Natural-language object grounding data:
▽

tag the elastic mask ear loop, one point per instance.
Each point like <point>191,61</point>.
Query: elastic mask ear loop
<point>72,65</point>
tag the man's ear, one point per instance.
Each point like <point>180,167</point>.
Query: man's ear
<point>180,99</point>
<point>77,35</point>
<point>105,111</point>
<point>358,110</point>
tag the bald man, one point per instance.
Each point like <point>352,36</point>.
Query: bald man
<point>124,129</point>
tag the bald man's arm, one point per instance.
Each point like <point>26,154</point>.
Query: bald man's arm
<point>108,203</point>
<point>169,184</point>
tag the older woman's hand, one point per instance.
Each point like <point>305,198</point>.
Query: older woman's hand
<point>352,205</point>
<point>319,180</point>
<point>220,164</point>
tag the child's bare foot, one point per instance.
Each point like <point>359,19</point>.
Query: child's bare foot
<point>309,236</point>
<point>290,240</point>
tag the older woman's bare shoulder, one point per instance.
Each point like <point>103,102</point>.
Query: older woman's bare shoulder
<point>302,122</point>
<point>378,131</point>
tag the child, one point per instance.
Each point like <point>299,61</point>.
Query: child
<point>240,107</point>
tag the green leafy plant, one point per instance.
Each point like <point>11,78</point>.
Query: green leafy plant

△

From the line that contains "tag the older woman's bare" down to the final line of the entries, print every line exactly as it is, and only those lines.

tag the older woman's bare shoulder, one point per instance.
Each point like <point>103,102</point>.
Query: older woman's bare shoulder
<point>302,122</point>
<point>378,131</point>
tag the child, one point per instance.
Each point like <point>299,61</point>.
Query: child
<point>240,107</point>
tag the green leafy plant, one point per instance.
Each point like <point>11,78</point>.
Query: green leafy plant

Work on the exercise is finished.